DOCUMENT -
.....

VDK Gent Dames
- Ground: Bourgoyen Mariakerke Belgium
- Chairman: Notte Kurt
- League: Liga A
- 2016–17: 6th
- Website: Club home page

Uniforms
| Home | Away |

= VDK Gent Dames =

Belgian volleyball club

VDK Gent Damesvolleybalteam is a volleyball team from Ghent, Belgium.

VDK Gent-Heusden was founded in 1990, after a merger between VDK Wondelgem, Nova Smash Sint-Amandsberg and VBK Heusden. The new club had men's and women's teams. In 1993, White Star Sint-Amandsberg and VOM Gentbrugge joined, and the name of the club was shortened to VDK Gent. The activities of Gent were split up in 1997. The women's teams became active under VDK Gent Damesvolleybalteam, the men's compartiment was named VDK Gent Herenvolleyteam.

The women's A squad currently plays in Liga A. They achieved promotion to the highest level for the first time in their history in 1995. It has won the Liga A, the Belgium Cup and the Supercup.

The team has also played several times in European competitions such as the Challenge Cup, CEV Cup and the CEV Champions League.

==Honours==

===National competitions===
- Belgian Championship: 1
2012–13

- Belgian Cup: 1
2008–09

- Belgian Supercup: 4
2009, 2011, 2013, 2015

==Squad==
Season 2016–2017, as of January 2017.

.....

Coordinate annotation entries

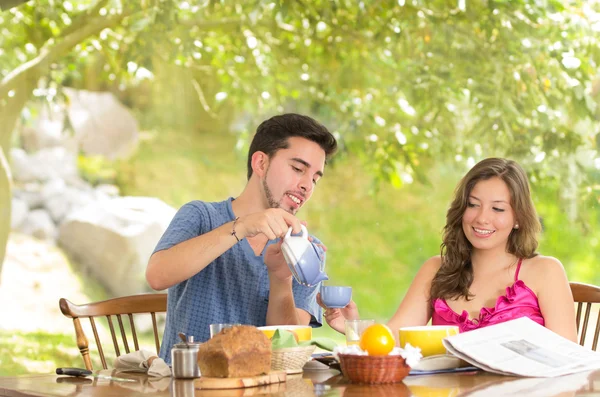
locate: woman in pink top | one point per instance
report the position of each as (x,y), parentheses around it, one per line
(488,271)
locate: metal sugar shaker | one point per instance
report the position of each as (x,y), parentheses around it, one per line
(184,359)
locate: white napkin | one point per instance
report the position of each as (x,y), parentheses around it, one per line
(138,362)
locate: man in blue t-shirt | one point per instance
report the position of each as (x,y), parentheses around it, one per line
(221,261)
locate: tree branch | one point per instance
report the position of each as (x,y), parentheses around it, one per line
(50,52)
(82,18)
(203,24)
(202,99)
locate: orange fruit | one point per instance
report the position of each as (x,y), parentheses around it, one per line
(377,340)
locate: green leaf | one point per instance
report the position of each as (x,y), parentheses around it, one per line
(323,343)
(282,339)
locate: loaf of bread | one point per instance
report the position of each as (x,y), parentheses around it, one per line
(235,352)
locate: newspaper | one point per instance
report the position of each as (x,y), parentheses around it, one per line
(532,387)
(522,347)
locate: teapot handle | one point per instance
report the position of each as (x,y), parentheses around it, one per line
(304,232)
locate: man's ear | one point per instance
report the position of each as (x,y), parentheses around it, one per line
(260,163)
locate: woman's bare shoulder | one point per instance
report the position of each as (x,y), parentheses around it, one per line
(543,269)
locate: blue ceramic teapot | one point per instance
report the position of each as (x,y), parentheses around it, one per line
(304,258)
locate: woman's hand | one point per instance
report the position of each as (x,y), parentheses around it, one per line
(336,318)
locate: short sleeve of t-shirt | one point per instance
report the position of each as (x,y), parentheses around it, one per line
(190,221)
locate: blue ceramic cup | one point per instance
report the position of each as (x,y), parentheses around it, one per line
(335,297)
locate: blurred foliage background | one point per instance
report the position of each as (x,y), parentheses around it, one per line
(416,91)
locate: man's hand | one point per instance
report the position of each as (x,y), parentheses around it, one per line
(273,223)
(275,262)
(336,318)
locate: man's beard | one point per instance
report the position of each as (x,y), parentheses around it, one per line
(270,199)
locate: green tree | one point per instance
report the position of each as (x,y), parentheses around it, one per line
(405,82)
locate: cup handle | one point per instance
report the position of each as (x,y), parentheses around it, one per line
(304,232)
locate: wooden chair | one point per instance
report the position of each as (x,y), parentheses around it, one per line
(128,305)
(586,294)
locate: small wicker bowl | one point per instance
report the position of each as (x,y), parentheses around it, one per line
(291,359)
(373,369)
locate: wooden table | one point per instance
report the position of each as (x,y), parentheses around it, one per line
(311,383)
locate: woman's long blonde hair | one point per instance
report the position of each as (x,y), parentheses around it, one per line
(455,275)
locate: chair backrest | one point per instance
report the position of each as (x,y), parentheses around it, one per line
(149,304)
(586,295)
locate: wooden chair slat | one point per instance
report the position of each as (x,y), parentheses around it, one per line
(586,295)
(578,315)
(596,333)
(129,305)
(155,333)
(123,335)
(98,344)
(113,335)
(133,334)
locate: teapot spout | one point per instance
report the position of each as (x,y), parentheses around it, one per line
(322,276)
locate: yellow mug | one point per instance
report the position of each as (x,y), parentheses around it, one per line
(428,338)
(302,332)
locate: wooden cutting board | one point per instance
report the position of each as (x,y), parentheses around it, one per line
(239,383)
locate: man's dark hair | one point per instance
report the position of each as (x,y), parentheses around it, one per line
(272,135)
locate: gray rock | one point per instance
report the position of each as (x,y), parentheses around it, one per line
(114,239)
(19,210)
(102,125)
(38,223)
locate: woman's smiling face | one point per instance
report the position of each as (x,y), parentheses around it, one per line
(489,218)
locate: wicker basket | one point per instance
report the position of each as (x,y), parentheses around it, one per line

.....

Print the stretch of the VDK Gent Dames article from "Belgian volleyball club" through "CEV Champions League.", copied word for word.

EXPECTED OUTPUT -
Belgian volleyball club

VDK Gent Damesvolleybalteam is a volleyball team from Ghent, Belgium.

VDK Gent-Heusden was founded in 1990, after a merger between VDK Wondelgem, Nova Smash Sint-Amandsberg and VBK Heusden. The new club had men's and women's teams. In 1993, White Star Sint-Amandsberg and VOM Gentbrugge joined, and the name of the club was shortened to VDK Gent. The activities of Gent were split up in 1997. The women's teams became active under VDK Gent Damesvolleybalteam, the men's compartiment was named VDK Gent Herenvolleyteam.

The women's A squad currently plays in Liga A. They achieved promotion to the highest level for the first time in their history in 1995. It has won the Liga A, the Belgium Cup and the Supercup.

The team has also played several times in European competitions such as the Challenge Cup, CEV Cup and the CEV Champions League.